## Exercise directions
Below is a block of records; please copy all of them exactly.

Stored records
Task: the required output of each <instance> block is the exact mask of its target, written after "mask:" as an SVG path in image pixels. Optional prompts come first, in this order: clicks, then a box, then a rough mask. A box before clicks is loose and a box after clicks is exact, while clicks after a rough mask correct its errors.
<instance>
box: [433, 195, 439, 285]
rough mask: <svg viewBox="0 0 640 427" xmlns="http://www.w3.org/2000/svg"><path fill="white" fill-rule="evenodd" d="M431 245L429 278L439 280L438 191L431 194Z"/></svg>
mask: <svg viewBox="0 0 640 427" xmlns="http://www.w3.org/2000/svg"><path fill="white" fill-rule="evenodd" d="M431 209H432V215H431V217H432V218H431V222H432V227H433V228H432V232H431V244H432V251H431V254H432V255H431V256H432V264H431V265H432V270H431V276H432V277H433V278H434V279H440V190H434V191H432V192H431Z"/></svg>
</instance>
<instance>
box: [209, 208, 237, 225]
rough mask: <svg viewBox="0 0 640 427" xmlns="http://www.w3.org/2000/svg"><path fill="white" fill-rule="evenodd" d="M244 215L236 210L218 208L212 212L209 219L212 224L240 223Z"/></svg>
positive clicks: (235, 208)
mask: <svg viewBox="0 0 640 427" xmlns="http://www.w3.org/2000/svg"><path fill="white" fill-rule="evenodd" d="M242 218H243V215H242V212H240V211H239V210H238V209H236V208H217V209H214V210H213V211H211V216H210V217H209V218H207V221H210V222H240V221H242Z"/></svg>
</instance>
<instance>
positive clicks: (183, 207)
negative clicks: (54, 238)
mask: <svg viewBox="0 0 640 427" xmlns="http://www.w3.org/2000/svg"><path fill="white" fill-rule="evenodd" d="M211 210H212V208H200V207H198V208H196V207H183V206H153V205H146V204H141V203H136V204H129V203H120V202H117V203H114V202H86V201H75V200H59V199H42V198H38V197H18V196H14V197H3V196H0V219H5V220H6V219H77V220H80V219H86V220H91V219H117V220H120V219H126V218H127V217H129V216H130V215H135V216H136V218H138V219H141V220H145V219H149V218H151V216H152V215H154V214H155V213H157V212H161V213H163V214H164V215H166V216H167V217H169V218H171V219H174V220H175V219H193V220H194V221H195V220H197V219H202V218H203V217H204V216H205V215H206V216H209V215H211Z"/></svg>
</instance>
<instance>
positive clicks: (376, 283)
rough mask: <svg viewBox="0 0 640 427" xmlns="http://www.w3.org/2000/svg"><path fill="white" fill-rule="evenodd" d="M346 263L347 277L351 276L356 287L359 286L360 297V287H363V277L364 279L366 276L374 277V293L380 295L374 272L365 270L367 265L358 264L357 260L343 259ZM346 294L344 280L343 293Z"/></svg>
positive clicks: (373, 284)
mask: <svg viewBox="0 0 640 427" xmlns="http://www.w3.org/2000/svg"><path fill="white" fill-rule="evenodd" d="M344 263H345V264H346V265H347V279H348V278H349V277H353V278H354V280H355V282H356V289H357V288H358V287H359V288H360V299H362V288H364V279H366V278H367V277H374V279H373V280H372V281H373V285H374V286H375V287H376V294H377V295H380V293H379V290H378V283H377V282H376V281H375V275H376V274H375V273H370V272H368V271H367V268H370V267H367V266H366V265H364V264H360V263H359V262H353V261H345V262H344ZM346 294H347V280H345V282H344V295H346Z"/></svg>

## Written answer
Task: the required output of each <instance> block is the exact mask of its target, written after "mask:" as an SVG path in image pixels. Optional prompts come first, in this order: clicks, then a box, then a rough mask. A box before clicks is loose and a box after clicks is exact, while clicks after a rough mask correct its errors.
<instance>
box: [433, 195, 439, 285]
rough mask: <svg viewBox="0 0 640 427" xmlns="http://www.w3.org/2000/svg"><path fill="white" fill-rule="evenodd" d="M431 245L429 278L439 280L438 191L431 194Z"/></svg>
mask: <svg viewBox="0 0 640 427" xmlns="http://www.w3.org/2000/svg"><path fill="white" fill-rule="evenodd" d="M431 209H432V215H431V217H432V218H431V222H432V227H433V228H432V232H431V244H432V251H431V254H432V255H431V256H432V264H431V265H432V270H431V276H432V277H433V278H434V279H440V190H434V191H432V192H431Z"/></svg>
</instance>
<instance>
box: [209, 208, 237, 225]
rough mask: <svg viewBox="0 0 640 427" xmlns="http://www.w3.org/2000/svg"><path fill="white" fill-rule="evenodd" d="M244 215L236 210L218 208L212 212L209 219L212 224L240 223Z"/></svg>
positive clicks: (235, 208)
mask: <svg viewBox="0 0 640 427" xmlns="http://www.w3.org/2000/svg"><path fill="white" fill-rule="evenodd" d="M242 218H243V215H242V212H240V211H239V210H238V209H236V208H217V209H214V210H213V211H211V216H210V217H209V218H207V221H210V222H240V221H242Z"/></svg>
</instance>
<instance>
positive clicks: (183, 207)
negative clicks: (54, 238)
mask: <svg viewBox="0 0 640 427" xmlns="http://www.w3.org/2000/svg"><path fill="white" fill-rule="evenodd" d="M211 210H212V208H200V207H198V208H196V207H183V206H153V205H146V204H141V203H136V204H129V203H120V202H117V203H114V202H86V201H75V200H59V199H42V198H38V197H18V196H14V197H3V196H0V219H5V220H6V219H77V220H80V219H86V220H91V219H117V220H120V219H126V218H127V217H129V216H130V215H135V216H136V218H138V219H141V220H145V219H149V218H151V216H152V215H154V214H155V213H157V212H161V213H163V214H164V215H166V216H167V217H169V218H171V219H174V220H175V219H193V220H194V221H195V220H197V219H202V218H203V217H204V216H205V215H206V216H209V215H211Z"/></svg>
</instance>
<instance>
positive clicks: (376, 283)
rough mask: <svg viewBox="0 0 640 427" xmlns="http://www.w3.org/2000/svg"><path fill="white" fill-rule="evenodd" d="M346 263L347 277L351 276L356 287L359 286L360 297V287H363V277L364 279L366 276L374 277V293L380 295L374 272L365 270L367 265L358 264L357 260L343 259ZM346 294L344 280L343 293Z"/></svg>
positive clicks: (373, 284)
mask: <svg viewBox="0 0 640 427" xmlns="http://www.w3.org/2000/svg"><path fill="white" fill-rule="evenodd" d="M344 263H345V264H346V265H347V279H348V278H349V277H353V278H354V280H355V282H356V289H357V288H358V287H359V288H360V299H362V288H364V279H366V278H367V277H374V279H373V280H372V281H373V285H374V286H375V287H376V294H377V295H380V293H379V290H378V283H377V282H376V281H375V275H376V274H375V273H370V272H368V271H367V268H370V267H367V266H366V265H364V264H360V263H359V262H353V261H345V262H344ZM346 294H347V280H345V282H344V295H346Z"/></svg>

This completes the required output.